(Region pointing data)
-------------------------
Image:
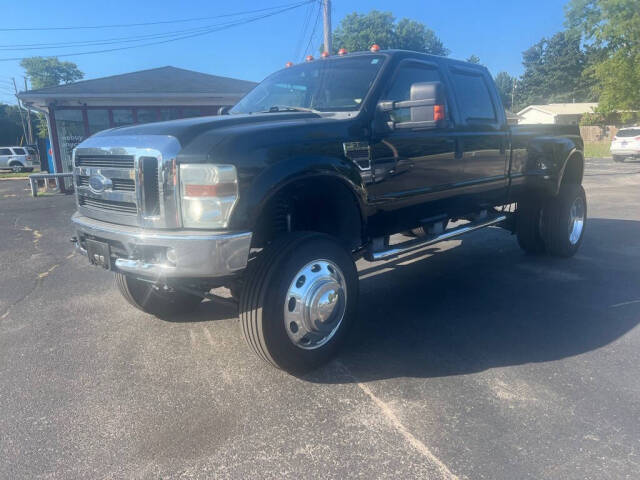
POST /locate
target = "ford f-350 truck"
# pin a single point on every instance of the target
(314, 169)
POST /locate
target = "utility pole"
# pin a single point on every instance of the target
(28, 115)
(326, 10)
(15, 88)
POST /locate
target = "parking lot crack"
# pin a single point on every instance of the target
(395, 422)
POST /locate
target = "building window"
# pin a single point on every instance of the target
(70, 128)
(98, 120)
(147, 115)
(191, 112)
(122, 116)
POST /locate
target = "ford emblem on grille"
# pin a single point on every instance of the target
(98, 183)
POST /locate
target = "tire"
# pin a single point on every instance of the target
(162, 304)
(564, 221)
(277, 326)
(528, 223)
(422, 231)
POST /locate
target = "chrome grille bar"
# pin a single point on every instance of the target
(105, 161)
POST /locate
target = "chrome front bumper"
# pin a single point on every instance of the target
(162, 253)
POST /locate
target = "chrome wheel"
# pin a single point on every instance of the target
(315, 304)
(576, 220)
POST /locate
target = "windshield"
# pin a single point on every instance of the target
-------------------------
# Task description
The records above are to be copied exactly, without their pictures.

# Written answer
Image:
POST /locate
target = "ford f-350 truck"
# pin a single point on every instance of the target
(314, 169)
POST /locate
target = "utility pole"
# pin a single point on every instance of the target
(28, 115)
(326, 10)
(15, 88)
POST /locate
target = "parking lot crack"
# pin a single point on every instance of the target
(395, 422)
POST /locate
target = "building window"
# pin a single point on every instance of the target
(70, 128)
(98, 120)
(147, 115)
(191, 112)
(122, 116)
POST /locate
target = "ford emblem on grille"
# pin a single point on every instance of the target
(98, 183)
POST /locate
target = "tire"
# pin a single point on every instance of the target
(162, 304)
(564, 221)
(277, 326)
(528, 223)
(422, 231)
POST /locate
target = "chrome grille bar"
# pin a single point on every instance of the target
(105, 161)
POST /locate
target = "chrome front bumper"
# pin a single point on every instance of the target
(162, 253)
POST /locate
target = "chrome wheel"
# pin a single point on every instance of the target
(315, 304)
(576, 220)
POST /locate
target = "windshield"
# pin a single point on every instance of the target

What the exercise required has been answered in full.